• _ACTIVITY_
Starting from the line that holds "Target: wall", print each remaining line of the entries exactly, ending with the last.
-------------------------
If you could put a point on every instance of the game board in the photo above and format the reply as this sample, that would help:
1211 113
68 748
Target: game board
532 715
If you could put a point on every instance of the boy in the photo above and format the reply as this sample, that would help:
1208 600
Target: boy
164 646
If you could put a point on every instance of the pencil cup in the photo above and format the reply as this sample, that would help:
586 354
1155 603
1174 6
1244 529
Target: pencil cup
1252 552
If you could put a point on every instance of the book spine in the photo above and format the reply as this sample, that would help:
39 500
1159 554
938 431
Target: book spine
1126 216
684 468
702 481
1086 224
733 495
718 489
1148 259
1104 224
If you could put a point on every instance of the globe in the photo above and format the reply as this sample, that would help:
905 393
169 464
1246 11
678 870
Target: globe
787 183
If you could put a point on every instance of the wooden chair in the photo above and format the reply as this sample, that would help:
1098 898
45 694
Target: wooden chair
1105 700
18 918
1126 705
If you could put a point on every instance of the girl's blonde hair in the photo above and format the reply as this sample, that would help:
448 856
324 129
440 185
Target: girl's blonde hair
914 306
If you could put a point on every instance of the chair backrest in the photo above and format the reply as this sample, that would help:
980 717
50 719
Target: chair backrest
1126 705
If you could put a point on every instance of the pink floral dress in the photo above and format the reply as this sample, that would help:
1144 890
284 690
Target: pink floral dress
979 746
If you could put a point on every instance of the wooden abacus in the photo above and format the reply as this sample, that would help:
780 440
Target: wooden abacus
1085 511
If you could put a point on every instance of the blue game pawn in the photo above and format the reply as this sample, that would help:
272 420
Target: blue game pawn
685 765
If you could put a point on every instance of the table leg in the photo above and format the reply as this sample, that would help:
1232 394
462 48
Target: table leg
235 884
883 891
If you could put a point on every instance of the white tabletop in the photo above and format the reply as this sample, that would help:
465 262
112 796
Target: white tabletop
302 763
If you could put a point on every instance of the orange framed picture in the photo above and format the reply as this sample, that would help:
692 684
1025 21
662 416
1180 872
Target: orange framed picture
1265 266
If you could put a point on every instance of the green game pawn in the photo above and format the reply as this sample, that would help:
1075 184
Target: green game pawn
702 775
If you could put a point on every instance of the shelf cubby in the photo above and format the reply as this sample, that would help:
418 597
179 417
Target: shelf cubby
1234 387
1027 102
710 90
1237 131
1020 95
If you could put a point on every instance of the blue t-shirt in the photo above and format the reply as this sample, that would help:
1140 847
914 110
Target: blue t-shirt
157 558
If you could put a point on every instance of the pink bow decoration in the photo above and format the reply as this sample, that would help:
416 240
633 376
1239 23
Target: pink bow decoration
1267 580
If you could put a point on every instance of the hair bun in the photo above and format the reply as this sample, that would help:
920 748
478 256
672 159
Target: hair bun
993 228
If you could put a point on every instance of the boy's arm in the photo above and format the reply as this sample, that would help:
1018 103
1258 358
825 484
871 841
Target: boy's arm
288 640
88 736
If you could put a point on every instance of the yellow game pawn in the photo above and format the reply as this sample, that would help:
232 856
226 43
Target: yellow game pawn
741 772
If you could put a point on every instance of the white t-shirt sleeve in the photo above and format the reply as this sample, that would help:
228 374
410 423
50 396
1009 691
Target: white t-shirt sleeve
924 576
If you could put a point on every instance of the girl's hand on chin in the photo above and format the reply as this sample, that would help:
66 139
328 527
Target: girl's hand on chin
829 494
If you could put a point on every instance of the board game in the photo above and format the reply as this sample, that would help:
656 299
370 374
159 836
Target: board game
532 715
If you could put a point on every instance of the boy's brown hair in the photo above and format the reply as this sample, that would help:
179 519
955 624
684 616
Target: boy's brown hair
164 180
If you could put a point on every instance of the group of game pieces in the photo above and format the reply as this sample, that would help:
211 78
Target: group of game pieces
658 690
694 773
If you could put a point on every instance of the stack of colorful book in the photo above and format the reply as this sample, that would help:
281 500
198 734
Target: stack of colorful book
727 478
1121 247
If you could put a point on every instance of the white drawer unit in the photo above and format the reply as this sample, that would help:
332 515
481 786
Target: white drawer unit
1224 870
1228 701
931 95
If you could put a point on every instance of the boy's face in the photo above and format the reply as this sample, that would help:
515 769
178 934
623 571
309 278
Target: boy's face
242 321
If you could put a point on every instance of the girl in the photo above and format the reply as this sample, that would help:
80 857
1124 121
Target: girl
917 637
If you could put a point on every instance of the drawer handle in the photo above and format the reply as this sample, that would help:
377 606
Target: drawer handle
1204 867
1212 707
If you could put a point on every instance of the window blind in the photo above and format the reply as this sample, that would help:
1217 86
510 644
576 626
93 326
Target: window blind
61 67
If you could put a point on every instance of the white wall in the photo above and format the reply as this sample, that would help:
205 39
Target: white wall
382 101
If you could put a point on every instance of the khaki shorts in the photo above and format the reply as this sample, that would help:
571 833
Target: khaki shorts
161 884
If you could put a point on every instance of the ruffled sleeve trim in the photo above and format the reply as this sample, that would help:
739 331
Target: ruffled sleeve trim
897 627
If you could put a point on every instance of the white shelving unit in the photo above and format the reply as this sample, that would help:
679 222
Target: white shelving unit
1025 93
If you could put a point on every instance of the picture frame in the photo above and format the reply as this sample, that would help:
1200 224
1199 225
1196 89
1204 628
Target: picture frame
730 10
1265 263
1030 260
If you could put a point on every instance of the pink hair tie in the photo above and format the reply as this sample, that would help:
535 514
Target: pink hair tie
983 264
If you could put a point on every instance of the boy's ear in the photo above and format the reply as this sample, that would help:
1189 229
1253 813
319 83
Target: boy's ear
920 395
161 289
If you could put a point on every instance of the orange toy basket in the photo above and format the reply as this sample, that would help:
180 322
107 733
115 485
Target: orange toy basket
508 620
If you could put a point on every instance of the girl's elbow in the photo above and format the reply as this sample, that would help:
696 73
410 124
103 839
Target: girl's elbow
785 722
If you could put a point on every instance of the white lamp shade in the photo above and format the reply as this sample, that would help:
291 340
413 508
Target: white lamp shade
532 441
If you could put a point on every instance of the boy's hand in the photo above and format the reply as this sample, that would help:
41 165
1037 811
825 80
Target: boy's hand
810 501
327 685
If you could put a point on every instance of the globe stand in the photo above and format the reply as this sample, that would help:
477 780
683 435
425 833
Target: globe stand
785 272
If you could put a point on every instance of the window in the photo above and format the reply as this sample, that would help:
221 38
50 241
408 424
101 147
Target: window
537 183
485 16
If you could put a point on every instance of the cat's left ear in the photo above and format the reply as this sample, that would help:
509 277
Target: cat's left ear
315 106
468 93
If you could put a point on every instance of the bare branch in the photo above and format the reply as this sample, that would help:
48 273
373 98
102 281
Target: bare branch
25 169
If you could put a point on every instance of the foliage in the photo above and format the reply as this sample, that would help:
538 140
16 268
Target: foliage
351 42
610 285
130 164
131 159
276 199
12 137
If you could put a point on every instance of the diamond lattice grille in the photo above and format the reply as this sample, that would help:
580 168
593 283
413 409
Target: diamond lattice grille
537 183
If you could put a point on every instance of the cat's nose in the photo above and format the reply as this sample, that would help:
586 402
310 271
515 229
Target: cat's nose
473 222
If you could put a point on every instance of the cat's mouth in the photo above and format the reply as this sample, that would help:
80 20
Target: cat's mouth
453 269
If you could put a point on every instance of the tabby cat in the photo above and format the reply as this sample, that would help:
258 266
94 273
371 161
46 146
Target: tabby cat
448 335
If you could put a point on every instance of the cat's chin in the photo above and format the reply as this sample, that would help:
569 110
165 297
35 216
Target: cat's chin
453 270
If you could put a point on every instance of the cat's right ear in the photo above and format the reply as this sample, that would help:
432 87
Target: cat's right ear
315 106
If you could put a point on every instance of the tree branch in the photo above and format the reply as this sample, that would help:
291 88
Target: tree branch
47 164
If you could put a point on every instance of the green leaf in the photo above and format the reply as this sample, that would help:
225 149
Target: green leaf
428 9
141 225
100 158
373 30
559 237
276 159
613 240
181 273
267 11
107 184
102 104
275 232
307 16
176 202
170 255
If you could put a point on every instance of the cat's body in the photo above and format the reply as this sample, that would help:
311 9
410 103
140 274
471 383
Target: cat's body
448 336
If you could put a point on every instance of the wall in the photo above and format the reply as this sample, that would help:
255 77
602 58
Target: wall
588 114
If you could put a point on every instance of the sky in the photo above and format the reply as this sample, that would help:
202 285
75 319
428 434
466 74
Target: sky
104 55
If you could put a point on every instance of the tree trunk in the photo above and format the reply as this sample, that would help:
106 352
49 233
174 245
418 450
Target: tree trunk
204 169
-------------------------
• _EXPECTED OUTPUT_
Target: wall
588 114
If you could put a point on every instance of the sky in the photo above and format the reply as this sample, that would help:
202 285
75 319
428 434
466 74
Target: sky
104 55
If you could put a point on every instance of the tree trunk in the photo above and format the reply as this sample, that would help:
106 352
49 233
174 245
418 450
Target: tree trunk
204 169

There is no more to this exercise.